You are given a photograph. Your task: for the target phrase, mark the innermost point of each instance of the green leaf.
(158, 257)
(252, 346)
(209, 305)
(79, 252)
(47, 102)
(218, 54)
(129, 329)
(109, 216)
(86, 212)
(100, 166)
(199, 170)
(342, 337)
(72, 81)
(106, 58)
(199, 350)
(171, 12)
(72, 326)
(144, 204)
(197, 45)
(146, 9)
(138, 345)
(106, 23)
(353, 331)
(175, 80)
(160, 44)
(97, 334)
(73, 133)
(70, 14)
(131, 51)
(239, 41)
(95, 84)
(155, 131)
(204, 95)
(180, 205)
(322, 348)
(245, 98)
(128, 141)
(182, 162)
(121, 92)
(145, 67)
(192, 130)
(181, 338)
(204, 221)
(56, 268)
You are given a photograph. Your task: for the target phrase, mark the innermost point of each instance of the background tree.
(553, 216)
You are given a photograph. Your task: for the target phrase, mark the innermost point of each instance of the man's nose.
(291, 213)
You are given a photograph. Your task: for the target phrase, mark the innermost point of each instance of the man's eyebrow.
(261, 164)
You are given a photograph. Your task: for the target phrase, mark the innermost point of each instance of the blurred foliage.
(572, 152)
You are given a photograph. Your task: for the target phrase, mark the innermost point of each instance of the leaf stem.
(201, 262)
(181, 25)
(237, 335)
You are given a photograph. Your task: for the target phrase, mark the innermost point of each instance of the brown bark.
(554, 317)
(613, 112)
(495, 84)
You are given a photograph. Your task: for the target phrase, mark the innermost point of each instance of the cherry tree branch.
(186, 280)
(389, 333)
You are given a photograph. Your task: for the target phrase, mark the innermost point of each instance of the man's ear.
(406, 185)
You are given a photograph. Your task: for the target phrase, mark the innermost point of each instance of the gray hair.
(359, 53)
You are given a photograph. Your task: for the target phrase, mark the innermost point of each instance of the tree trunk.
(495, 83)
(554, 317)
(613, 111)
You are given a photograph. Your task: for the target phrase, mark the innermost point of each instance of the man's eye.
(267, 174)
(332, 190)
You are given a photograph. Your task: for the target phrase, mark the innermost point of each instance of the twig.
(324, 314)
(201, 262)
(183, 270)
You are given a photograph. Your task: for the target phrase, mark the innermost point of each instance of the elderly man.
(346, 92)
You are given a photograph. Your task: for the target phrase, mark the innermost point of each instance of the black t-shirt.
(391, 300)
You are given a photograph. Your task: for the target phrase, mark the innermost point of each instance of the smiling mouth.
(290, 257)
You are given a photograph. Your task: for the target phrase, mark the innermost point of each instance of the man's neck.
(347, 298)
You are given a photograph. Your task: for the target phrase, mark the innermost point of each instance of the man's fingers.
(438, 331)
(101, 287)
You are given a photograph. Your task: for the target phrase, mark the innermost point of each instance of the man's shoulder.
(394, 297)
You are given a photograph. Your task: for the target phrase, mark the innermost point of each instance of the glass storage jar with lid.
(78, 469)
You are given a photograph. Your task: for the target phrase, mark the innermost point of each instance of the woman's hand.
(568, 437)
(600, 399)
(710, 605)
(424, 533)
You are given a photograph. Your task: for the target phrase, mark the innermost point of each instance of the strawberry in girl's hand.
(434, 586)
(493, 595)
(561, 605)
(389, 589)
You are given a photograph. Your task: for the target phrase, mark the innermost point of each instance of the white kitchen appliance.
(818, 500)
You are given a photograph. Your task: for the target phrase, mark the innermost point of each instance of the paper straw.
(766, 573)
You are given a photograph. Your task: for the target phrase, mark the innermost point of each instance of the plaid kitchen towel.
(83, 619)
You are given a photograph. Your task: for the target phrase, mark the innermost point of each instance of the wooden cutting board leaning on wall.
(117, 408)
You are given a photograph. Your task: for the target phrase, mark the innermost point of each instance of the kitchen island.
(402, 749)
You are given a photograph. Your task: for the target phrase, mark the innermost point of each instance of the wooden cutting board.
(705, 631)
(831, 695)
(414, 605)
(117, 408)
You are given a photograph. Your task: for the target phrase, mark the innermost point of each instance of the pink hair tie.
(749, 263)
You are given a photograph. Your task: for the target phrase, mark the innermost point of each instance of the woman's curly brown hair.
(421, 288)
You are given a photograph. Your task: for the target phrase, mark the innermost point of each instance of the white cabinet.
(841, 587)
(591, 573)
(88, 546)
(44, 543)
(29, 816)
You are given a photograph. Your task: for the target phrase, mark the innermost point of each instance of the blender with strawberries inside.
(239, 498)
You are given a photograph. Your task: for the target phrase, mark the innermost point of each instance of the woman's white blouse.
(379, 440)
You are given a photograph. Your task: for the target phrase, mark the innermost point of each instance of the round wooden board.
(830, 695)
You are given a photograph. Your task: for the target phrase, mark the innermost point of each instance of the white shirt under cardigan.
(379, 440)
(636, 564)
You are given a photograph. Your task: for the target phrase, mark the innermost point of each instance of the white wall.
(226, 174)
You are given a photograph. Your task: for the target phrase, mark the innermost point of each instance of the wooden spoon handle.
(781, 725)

- - - - - - -

**Problem statement:** Print the records above in full, exactly.

**Response:**
You are given a photograph. Your task: for the target phrase, mark the innermost point of each instance of the green leaf.
(158, 257)
(252, 346)
(209, 305)
(79, 252)
(47, 102)
(218, 54)
(129, 329)
(109, 216)
(86, 212)
(100, 166)
(199, 170)
(342, 337)
(72, 81)
(106, 58)
(199, 350)
(171, 12)
(72, 326)
(144, 204)
(197, 45)
(146, 9)
(138, 345)
(106, 23)
(353, 331)
(175, 80)
(160, 44)
(97, 334)
(73, 133)
(70, 14)
(131, 51)
(239, 41)
(95, 84)
(155, 131)
(204, 95)
(180, 205)
(322, 348)
(245, 98)
(128, 141)
(182, 162)
(121, 92)
(145, 67)
(192, 130)
(181, 338)
(204, 221)
(56, 268)
You are given a photograph. Your task: for the target phrase, mark the innermost point of each instance of the background tree.
(553, 216)
You are given a photograph. Your task: for the target phrase, mark the innermost point of each instance of the man's nose.
(291, 213)
You are given a photograph. Your task: for the target phrase, mark the innermost point of each instance of the man's eyebrow.
(261, 164)
You are given a photograph. Your task: for the target phrase, mark the innermost point of each instance of the blurred foliage.
(572, 152)
You are given a photograph. Your task: for the target phrase, mark the innermost point of each instance of the leaf stem.
(201, 262)
(181, 25)
(237, 335)
You are given a photograph. Your task: for the target phrase, mark the innermost point of each instance of the brown bark.
(554, 317)
(613, 112)
(495, 84)
You are given a photograph. Your task: for the target phrase, mark the innermost point of each instance of the cherry tree branch.
(186, 280)
(389, 333)
You are given a photograph. Your task: for the target phrase, mark the innermost point of each instance of the man's ear.
(406, 185)
You are given a photograph. Your task: for the target phrase, mark the innermost point of each instance of the gray hair.
(359, 53)
You are given a photograph. Your task: for the target phrase, mark the innermost point of each instance of the tree trunk.
(495, 83)
(554, 317)
(613, 111)
You are given a photograph. Your task: for the target phrase, mark the innermost point of each instance of the man's eye.
(267, 174)
(332, 190)
You are given a photograph. Your task: for the target phrase, mark the innermost point of each instance of the twig.
(324, 314)
(201, 262)
(183, 270)
You are given a photograph. Your task: for the target phrase, mark the innermost point of each instance of the elderly man.
(346, 92)
You are given a photograph. Your task: for the target phrase, mark the innermost point of each instance of the black t-shirt.
(391, 300)
You are given a photograph. Your task: for the target phrase, mark the innermost point of each instance of the smiling mouth.
(290, 257)
You are given a photograph. Your task: for the target phrase, mark the innermost point of each instance of the man's neck.
(347, 298)
You are given a photograph. Your task: for the target phrase, mark the innermost point of each instance of the man's fingers.
(438, 331)
(101, 287)
You are given a photograph. Your task: for the target phrase, mark the innermost point of each instance of the man's shoulder.
(394, 297)
You are given a photograph. Your task: for the target phrase, mark the innermost point of each instance of the glass storage jar with lid.
(78, 469)
You are given a photograph. Your task: for the target phrase, mark the innermost point of each instance of the woman's hand.
(568, 437)
(600, 399)
(710, 605)
(424, 533)
You are given a photograph. Your task: for the target phrase, mark the innermost point of each instance of the strawberry in girl's hand.
(434, 586)
(493, 595)
(561, 605)
(389, 589)
You are given a photograph. Your task: for the target phrase, mark the innermost point of each instance of the white kitchen appliance.
(818, 500)
You are given a photograph. Your task: for the target phrase, mark the innermost point of each instance of the paper straw.
(766, 573)
You are given a photograph. Your task: for the target phrase, mark the innermost point of each instance of the plaid kitchen towel.
(83, 619)
You are given a photograph. Your task: for the target phrase, mark the innermost point of each instance of the wooden cutting board leaning on wall.
(117, 408)
You are given a photograph. Your task: for the target phrase, mark the innermost point of each instance of the kitchen island.
(402, 749)
You are given a photograph. Your task: for the target phrase, mark the innermost point of each instance of the wooden cutting board.
(705, 631)
(831, 695)
(414, 605)
(117, 408)
You are given a photograph. Your task: for the target phrase, mark the innermost point of each instance of the pink hair tie.
(749, 263)
You are given a photograph. Your task: for the target phrase, mark the innermost point of each instance of the woman's curly brown hair.
(421, 288)
You are given a photograph. Your task: for the target phrase, mark the innermost point of each instance of the white cabinet.
(841, 587)
(591, 573)
(88, 546)
(44, 543)
(29, 816)
You are given a photograph. Your task: for the target phrase, mark the innermost point of each instance of the blender with strawberries inside.
(239, 498)
You are given a photograph. Your task: for the target phrase, mark the innermost point of each instance of the woman's white blouse.
(379, 440)
You are given a photograph. Your task: for the target phrase, mark the innermost point of each instance of the round wooden board.
(830, 695)
You are given a photograph. Your task: for the target phrase, mark the innermost point of each instance of the white shirt under cardigan.
(379, 440)
(636, 564)
You are given a photograph. Your task: for the target phrase, mark the innermost point of each instance of the white wall.
(226, 174)
You are given a photograph. Your task: for the target phrase, mark the innermost point of each instance of the wooden spoon handle.
(781, 725)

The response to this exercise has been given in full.